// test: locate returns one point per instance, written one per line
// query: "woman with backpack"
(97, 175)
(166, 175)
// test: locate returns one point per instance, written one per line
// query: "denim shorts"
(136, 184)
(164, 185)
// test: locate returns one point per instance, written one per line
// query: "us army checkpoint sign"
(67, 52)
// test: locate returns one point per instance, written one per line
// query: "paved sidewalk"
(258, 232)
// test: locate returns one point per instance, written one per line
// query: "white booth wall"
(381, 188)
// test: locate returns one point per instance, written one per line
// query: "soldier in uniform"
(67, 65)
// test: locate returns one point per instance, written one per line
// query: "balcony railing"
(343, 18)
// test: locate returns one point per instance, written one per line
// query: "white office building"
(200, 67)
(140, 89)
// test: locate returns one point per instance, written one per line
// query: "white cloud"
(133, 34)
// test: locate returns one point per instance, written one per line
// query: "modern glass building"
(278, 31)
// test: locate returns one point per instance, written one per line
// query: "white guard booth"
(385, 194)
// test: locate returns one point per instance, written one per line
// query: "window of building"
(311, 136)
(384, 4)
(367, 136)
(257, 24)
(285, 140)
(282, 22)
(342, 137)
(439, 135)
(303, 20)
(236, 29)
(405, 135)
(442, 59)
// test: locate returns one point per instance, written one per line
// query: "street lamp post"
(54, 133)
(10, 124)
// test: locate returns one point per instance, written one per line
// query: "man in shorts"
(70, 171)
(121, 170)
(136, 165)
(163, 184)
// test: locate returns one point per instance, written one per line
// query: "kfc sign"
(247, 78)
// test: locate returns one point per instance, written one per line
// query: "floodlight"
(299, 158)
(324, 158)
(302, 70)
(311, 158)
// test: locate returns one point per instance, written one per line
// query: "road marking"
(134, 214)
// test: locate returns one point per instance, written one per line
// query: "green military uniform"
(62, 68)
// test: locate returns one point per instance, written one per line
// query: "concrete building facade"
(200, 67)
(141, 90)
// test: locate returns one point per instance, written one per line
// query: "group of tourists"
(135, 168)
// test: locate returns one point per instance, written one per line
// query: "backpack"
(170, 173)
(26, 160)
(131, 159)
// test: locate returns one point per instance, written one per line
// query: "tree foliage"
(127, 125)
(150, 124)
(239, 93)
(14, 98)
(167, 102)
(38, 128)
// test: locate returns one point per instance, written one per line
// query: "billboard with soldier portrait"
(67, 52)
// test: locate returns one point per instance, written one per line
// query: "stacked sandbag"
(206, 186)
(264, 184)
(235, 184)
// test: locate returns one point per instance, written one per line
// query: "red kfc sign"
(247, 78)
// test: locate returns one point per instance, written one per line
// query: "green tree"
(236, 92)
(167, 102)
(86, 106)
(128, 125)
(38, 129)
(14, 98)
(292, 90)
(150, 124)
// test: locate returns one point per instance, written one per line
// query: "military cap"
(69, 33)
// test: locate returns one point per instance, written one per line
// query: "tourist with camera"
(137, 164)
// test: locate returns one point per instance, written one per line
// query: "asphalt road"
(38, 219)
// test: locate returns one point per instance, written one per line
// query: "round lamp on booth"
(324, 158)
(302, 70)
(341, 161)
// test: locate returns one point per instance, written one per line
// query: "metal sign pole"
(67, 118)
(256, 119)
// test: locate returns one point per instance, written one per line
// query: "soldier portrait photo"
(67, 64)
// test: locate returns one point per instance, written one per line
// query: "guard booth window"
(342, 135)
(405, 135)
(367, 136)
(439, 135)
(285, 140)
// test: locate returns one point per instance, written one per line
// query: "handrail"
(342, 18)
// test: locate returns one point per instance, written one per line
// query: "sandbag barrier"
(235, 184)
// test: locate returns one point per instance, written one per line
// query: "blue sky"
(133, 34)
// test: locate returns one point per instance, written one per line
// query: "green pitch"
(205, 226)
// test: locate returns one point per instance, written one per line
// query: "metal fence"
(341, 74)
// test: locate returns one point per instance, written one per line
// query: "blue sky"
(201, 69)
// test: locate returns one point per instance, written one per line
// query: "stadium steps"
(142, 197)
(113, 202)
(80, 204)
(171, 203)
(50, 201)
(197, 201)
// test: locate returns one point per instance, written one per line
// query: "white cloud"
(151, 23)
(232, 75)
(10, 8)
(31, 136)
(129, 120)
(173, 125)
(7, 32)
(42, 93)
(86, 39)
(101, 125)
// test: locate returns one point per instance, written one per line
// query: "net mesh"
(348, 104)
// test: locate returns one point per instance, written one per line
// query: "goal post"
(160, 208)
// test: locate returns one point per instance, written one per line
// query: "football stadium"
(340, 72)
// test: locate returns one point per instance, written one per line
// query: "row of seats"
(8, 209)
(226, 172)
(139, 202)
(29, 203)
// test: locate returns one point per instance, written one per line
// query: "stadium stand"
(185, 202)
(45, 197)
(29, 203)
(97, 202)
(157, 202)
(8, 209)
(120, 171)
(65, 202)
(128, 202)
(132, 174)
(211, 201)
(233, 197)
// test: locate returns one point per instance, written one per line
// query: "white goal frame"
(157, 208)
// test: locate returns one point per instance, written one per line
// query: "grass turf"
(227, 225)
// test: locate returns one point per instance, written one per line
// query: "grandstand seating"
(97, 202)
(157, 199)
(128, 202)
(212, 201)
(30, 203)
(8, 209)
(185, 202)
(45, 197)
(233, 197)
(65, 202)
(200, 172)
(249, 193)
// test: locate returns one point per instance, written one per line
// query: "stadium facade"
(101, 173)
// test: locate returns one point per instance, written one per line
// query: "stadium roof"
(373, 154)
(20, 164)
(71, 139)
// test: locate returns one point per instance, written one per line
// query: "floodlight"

● ● ● ●

## PROBLEM
Reproduce each entry from the records above, character for character.

## COMPLETE OUTPUT
// test: locate returns one point per instance, written one per line
// query: "woman with backpack"
(97, 175)
(166, 175)
// test: locate returns one point per instance, written one per line
// query: "denim shorts"
(136, 184)
(164, 185)
// test: locate returns one point per instance, written one per line
// query: "us army checkpoint sign"
(67, 52)
// test: locate returns one point per instance, written one per line
// query: "paved sidewalk"
(258, 232)
// test: locate returns one point per instance, written one per line
// query: "white booth wall"
(381, 188)
// test: locate returns one point per instance, written one per line
// query: "soldier in uniform"
(67, 65)
// test: locate returns one point per instance, written one per line
// query: "balcony railing"
(343, 18)
// test: locate returns one point per instance, written one per line
// query: "white office building"
(200, 67)
(140, 89)
// test: locate returns one point per instance, written one per line
// query: "white cloud"
(133, 34)
// test: locate returns one point per instance, written one per line
// query: "modern glass building"
(278, 31)
// test: locate returns one point per instance, written one per line
// query: "white guard booth"
(385, 194)
// test: locate returns one point per instance, written one per line
// query: "window of building"
(311, 136)
(384, 4)
(367, 136)
(257, 24)
(285, 140)
(282, 22)
(342, 137)
(439, 135)
(303, 20)
(236, 29)
(405, 135)
(442, 59)
// test: locate returns one point per instance, written one per line
// query: "street lamp post"
(54, 133)
(10, 124)
// test: locate returns one point per instance, written one per line
// query: "man in shorts"
(70, 171)
(121, 170)
(136, 165)
(163, 184)
// test: locate returns one point per instance, written one per line
// query: "kfc sign"
(247, 78)
// test: locate returns one point per instance, written one per line
// query: "floodlight"
(299, 158)
(324, 158)
(302, 70)
(311, 158)
// test: locate returns one point per instance, written one per line
// query: "road marking"
(134, 214)
// test: locate returns one point per instance, written one per line
// query: "green military uniform"
(62, 68)
// test: locate returns one point per instance, written one per line
// query: "concrete building facade"
(200, 67)
(141, 90)
// test: locate returns one point per instance, written one per line
// query: "group of tourists"
(135, 168)
// test: locate returns one point per instance, written one per line
// query: "backpack"
(170, 173)
(26, 160)
(131, 159)
// test: locate returns one point per instance, written one per line
// query: "tree foliage"
(127, 125)
(150, 124)
(239, 93)
(14, 98)
(167, 102)
(38, 128)
// test: locate returns one point per instance, written one per line
// query: "billboard with soldier portrait"
(67, 52)
// test: locate returns one point per instance, written one per line
// query: "stacked sandbag"
(206, 186)
(264, 184)
(235, 184)
// test: locate returns one point per instance, written one per line
// query: "red kfc sign"
(247, 78)
// test: locate returns one point per instance, written one per line
// query: "green tree"
(236, 92)
(167, 102)
(86, 106)
(128, 125)
(38, 129)
(14, 98)
(292, 90)
(150, 124)
// test: locate returns one point per instance, written one per line
// query: "military cap"
(69, 33)
// test: locate returns one point per instance, written one per line
// query: "tourist with camera"
(137, 164)
// test: locate returns one point per instance, written one per line
// query: "asphalt road"
(38, 219)
// test: locate returns one point per instance, written one per line
// query: "round lamp on booth"
(324, 158)
(302, 70)
(341, 161)
// test: locate returns one point per instance, written one per line
// query: "metal sign pole"
(67, 118)
(256, 119)
// test: locate returns one point per instance, written one per line
// query: "soldier portrait photo"
(67, 64)
// test: locate returns one point per instance, written one per line
// query: "guard booth window"
(342, 135)
(405, 135)
(367, 136)
(439, 135)
(285, 140)
// test: locate returns one point per instance, written one per line
// query: "handrail"
(342, 18)
// test: locate returns one point per instance, written one per line
// query: "sandbag barrier"
(235, 184)
// test: locate returns one point per instance, written one per line
// query: "blue sky"
(133, 34)
// test: locate returns one point per instance, written one per line
// query: "green pitch"
(205, 226)
// test: locate returns one point per instance, written one per line
// query: "metal fence"
(341, 74)
// test: locate returns one point per instance, written one per line
// query: "blue sky"
(201, 69)
// test: locate returns one point per instance, written one per line
// query: "stadium steps"
(142, 197)
(113, 202)
(80, 204)
(171, 203)
(50, 201)
(197, 201)
// test: locate returns one point per instance, written one per line
// query: "white cloud"
(151, 23)
(232, 75)
(10, 8)
(31, 136)
(129, 120)
(173, 125)
(7, 32)
(42, 93)
(86, 39)
(101, 125)
// test: locate returns one point per instance, written one per line
// query: "net mesh"
(348, 104)
// test: locate returns one point per instance, written one per line
// query: "goal post"
(160, 208)
// test: locate returns one point per instance, written one per line
// query: "football stadium"
(340, 72)
// test: locate returns one point per instance, written one per line
// query: "row of seats"
(8, 209)
(226, 172)
(139, 202)
(29, 203)
// test: locate returns one point per instance, written one per line
// query: "stadium stand"
(185, 202)
(45, 197)
(29, 203)
(97, 202)
(157, 202)
(8, 209)
(120, 171)
(65, 202)
(128, 202)
(132, 174)
(211, 201)
(233, 197)
// test: locate returns one point per instance, written one per line
// query: "white goal frame"
(157, 208)
// test: locate returns one point per instance, written one per line
// query: "grass turf"
(227, 225)
// test: locate returns one point per instance, written one per line
// query: "grandstand seating"
(97, 202)
(157, 199)
(128, 202)
(212, 201)
(30, 203)
(8, 209)
(185, 202)
(45, 197)
(233, 197)
(65, 202)
(200, 172)
(249, 193)
// test: locate returns one point per instance, written one per line
// query: "stadium facade"
(101, 173)
// test: locate returns one point per instance, written one per line
// query: "stadium roof"
(373, 154)
(20, 164)
(71, 139)
// test: locate returns one point per instance, written one per line
// query: "floodlight"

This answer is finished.